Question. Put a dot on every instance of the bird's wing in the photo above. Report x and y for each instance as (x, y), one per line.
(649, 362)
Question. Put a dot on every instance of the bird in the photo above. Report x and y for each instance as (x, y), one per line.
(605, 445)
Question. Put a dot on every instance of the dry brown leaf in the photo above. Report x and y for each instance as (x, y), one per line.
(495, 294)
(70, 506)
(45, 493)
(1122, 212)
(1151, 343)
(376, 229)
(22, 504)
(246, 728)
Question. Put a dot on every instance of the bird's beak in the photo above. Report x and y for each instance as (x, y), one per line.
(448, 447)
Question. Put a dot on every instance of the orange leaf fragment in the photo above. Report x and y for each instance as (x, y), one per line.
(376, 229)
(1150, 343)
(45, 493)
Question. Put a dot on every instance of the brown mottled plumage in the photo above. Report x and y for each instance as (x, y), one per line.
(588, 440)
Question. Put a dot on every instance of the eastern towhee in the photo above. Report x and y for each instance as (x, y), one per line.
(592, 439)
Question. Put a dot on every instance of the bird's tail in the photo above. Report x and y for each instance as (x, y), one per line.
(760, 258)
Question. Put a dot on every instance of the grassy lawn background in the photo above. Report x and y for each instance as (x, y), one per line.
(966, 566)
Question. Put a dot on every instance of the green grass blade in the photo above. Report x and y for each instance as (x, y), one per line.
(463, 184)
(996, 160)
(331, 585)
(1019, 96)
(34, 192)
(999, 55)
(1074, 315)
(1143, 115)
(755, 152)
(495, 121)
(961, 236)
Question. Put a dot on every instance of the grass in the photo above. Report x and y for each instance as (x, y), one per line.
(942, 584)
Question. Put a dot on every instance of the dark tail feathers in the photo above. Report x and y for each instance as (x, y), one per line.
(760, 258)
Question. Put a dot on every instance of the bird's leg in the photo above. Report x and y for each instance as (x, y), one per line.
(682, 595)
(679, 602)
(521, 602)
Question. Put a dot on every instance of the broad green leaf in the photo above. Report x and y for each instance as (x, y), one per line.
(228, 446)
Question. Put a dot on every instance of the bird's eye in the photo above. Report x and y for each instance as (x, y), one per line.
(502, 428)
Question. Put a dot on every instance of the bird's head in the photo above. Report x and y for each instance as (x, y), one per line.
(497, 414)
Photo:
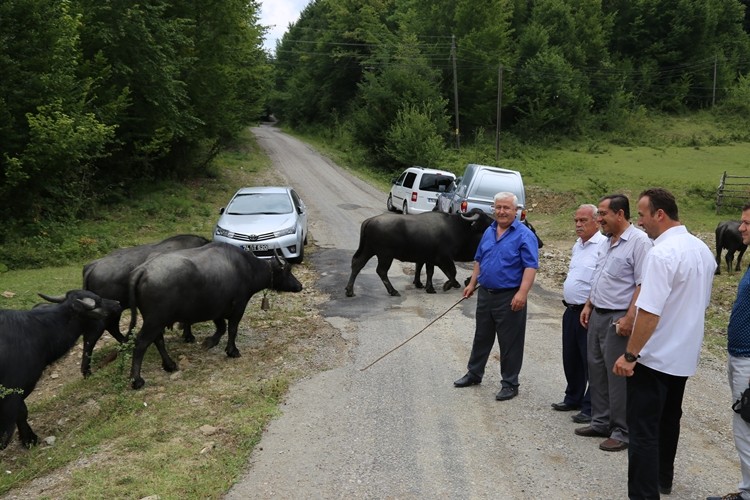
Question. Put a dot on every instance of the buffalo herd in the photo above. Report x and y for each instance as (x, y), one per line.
(186, 279)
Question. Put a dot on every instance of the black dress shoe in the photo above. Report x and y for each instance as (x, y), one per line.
(581, 418)
(467, 380)
(565, 406)
(507, 393)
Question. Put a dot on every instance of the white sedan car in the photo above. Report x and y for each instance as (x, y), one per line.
(264, 220)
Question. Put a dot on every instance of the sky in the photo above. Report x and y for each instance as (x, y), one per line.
(277, 14)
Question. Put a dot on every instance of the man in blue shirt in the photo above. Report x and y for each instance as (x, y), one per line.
(738, 345)
(505, 266)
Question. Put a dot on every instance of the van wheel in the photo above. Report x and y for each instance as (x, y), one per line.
(389, 204)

══════════════════════════════

Directions
Your task is to reproduce all of the material exactly. The pictures stay out.

Task answer
Question. Put a dot on every instance of the bird's wing in the photo above. Report x and y for each instance as (x, y), one per line.
(649, 362)
Question. Put a dot on every instance of the bird in the photo above. Report x and y for each instance as (x, y), one per line.
(605, 445)
Question. Put a dot on every instance of the dry brown leaf in the photo above. Report x and y for each instance as (x, y), one per line.
(495, 294)
(70, 506)
(45, 493)
(1122, 212)
(1151, 343)
(376, 229)
(22, 504)
(246, 728)
Question. Put a dot on every instance of the bird's beak in the photo above. Report x and y for each instance as (x, y), one per line.
(448, 447)
Question. Put a dot on every instance of the orange leaf fragment in the photo above. Report x and y for each instance as (x, y), one per line.
(376, 229)
(1150, 343)
(45, 493)
Question. Put a dot on every instance of the brown mottled plumage in the photo above. Report x and y for each instance as (x, y), one per line.
(588, 440)
Question. Put a dot on every instance of the eastern towhee in the photo above. Report x and y for each instance as (x, y), one per line.
(592, 439)
Question. Put a dot on every instance of the bird's tail in the photo above. Report x and y for each instance as (x, y), one per line.
(760, 258)
Question. Put a dot on every instance of the grassy lawn background in the photo above. Report x and y for each instance as (x, y), one per line.
(966, 566)
Question. Put a dot on every instance of the green grass blade in the photo above. Report x and y for each instance as (x, y), one per line.
(463, 184)
(996, 160)
(331, 585)
(1019, 96)
(34, 192)
(999, 55)
(1074, 315)
(1143, 115)
(755, 152)
(495, 121)
(961, 236)
Question. Put a dot on every instance of the grass in the photo above. Report x and y for each instance as (x, y), one per line.
(942, 584)
Question. Put a dot on every instance of the dark tail feathers in the photo above. Report x and y for each instance as (x, y), one per line.
(760, 258)
Question. Put a dot on every instance of the bird's leg in the photo above. Report x and y for each instance as (x, y), one per line.
(682, 595)
(679, 602)
(521, 602)
Question. Put a dot on every instance of the broad green leaf in the photo above. Report x and y for each instance as (x, y), one per line.
(228, 446)
Question. Put a dot on every instance of the bird's eye in the photo above. Report x and y for each instance as (x, y), one per line.
(502, 428)
Question. Put a dot on every instance of the bird's head in the photo above. Report x and y for each instance as (x, y), one per line.
(497, 414)
Photo:
Question. Put a dot on every instance of the buffalo herd in the photo above. Report x and y for each instance as (x, y), one per line.
(186, 279)
Question. Put a dot on every instance of the black dress shoe in the photo above. Report x and y for each instance as (x, y), one per line.
(581, 418)
(467, 380)
(565, 406)
(507, 393)
Question. Put a dot on every instance of the white sedan car in the photo above. Report x and y for each instance as (x, y), one per line.
(264, 220)
Question. Put a dot on every instance of the sky in the photo above. Report x and y for each instance as (x, y), one per line.
(277, 14)
Question. Put a dot on every instance of the man in blue shirt in the photo above. Report x and y for each instance as (x, y), one per line.
(738, 345)
(505, 266)
Question. Put a dot on every instance of the van wheel in the photo above. Report x and y for each instance as (x, y), one per line.
(389, 204)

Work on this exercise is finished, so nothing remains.